(Problem details) Which lines in the material below contain the word "pile"? Copy each of them in full.

Records excerpted from a collection:
__________________________________________________

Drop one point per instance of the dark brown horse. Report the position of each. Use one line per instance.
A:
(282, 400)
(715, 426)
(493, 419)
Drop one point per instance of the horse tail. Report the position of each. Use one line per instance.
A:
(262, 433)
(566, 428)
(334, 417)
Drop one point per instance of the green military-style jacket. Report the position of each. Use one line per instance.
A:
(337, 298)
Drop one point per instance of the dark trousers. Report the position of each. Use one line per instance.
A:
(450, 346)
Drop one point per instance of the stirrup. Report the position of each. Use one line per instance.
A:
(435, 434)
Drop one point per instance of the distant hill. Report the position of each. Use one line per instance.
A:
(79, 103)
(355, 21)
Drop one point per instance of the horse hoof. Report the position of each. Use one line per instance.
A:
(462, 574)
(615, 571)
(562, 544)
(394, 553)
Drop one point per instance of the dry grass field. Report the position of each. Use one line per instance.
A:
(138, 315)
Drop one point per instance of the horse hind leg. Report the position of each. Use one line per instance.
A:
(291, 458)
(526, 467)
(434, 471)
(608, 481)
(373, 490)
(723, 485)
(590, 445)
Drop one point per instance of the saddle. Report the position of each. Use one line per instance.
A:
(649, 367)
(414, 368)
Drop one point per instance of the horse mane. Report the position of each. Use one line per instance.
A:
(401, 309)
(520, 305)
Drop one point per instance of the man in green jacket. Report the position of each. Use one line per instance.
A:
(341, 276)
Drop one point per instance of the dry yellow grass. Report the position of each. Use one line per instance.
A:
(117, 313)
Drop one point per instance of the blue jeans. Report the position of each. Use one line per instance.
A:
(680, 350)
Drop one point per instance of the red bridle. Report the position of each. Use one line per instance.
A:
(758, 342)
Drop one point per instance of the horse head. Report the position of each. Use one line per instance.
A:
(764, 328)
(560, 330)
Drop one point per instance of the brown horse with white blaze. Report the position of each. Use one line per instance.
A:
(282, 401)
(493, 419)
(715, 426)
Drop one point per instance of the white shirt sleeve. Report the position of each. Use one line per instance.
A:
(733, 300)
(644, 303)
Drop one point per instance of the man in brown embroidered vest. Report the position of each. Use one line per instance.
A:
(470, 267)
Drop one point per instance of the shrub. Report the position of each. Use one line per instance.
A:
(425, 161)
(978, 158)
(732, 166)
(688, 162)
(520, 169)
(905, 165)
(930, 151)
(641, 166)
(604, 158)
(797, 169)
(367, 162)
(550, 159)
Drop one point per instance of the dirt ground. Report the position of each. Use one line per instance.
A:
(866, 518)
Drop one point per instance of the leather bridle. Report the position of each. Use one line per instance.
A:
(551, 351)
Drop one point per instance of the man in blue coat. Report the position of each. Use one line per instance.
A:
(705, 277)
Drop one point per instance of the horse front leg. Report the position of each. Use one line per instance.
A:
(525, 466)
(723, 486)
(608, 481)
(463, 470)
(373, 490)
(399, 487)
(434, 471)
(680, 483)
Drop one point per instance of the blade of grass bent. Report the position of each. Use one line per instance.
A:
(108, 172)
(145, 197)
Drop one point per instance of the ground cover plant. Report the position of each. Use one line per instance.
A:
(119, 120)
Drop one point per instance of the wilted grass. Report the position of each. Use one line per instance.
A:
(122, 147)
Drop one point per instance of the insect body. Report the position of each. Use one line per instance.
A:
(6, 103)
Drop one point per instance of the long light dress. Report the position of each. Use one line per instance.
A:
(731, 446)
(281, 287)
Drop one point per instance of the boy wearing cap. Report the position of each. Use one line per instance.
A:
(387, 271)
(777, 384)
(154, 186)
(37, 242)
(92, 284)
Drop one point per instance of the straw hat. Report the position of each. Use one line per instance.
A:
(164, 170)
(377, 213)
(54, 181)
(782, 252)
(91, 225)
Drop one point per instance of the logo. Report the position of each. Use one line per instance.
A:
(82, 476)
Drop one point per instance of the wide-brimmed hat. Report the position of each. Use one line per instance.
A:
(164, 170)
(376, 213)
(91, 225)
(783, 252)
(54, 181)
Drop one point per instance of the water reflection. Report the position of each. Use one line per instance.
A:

__________________________________________________

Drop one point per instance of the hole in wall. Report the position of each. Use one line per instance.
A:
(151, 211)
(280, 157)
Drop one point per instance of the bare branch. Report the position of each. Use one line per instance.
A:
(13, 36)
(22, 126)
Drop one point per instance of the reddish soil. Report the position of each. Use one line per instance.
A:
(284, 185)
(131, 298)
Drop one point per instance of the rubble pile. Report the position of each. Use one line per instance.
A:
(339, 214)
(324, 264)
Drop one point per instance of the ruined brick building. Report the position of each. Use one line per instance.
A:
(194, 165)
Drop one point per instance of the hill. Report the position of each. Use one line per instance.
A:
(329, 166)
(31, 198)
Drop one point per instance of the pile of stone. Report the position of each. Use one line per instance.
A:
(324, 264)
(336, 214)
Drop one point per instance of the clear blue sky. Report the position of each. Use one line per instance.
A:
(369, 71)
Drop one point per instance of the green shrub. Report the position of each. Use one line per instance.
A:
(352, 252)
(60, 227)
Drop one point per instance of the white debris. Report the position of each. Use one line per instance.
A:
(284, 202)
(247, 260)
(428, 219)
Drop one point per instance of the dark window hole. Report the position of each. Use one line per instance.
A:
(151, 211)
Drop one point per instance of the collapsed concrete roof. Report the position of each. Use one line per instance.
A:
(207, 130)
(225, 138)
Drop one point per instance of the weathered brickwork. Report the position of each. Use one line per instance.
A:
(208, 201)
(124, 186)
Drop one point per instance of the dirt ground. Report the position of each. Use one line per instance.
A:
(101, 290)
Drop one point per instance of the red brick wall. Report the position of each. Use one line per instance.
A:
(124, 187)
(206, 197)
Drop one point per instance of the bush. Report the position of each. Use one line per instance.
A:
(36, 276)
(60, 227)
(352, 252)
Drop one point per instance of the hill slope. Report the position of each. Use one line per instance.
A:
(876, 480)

__________________________________________________

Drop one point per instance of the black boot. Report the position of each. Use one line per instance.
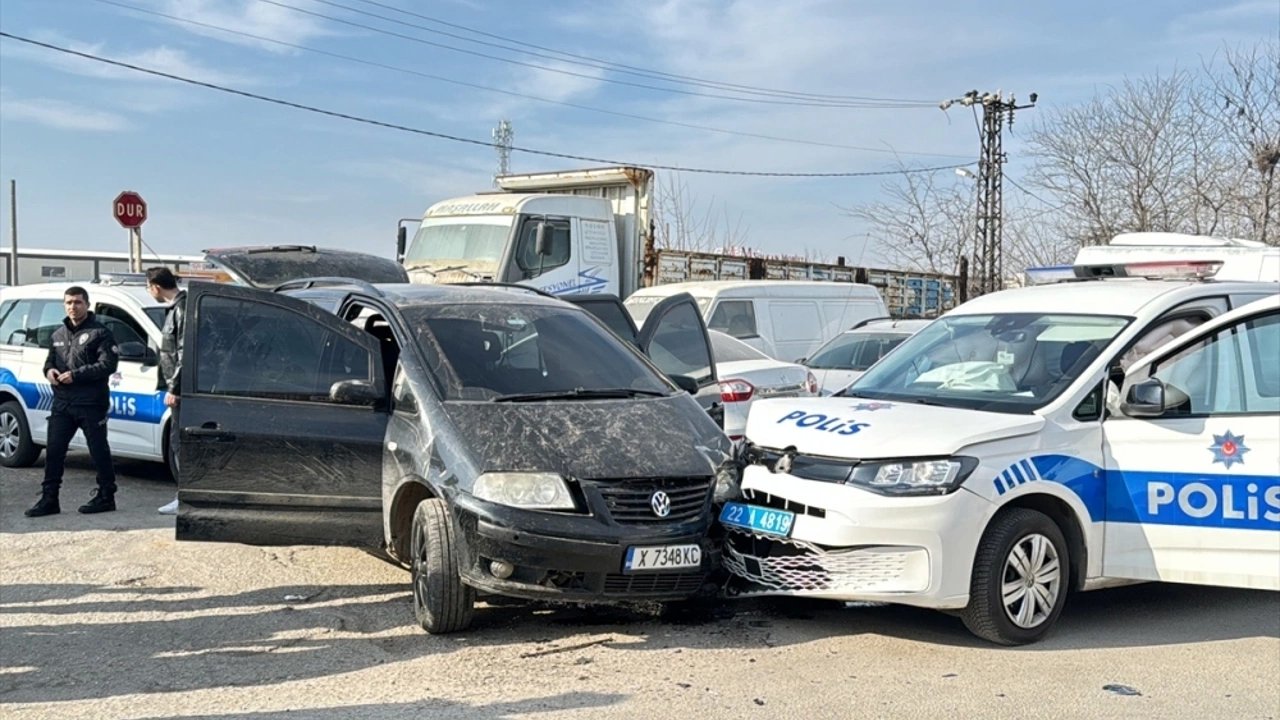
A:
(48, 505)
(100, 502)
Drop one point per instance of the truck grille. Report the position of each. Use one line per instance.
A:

__________________________________________________

(Written response)
Drop one point per instance of the rubble pile. Report the position of each. Use one line per instance.
Drop one point per instance of the pile of stone. Report the position of each. Use one line per instance.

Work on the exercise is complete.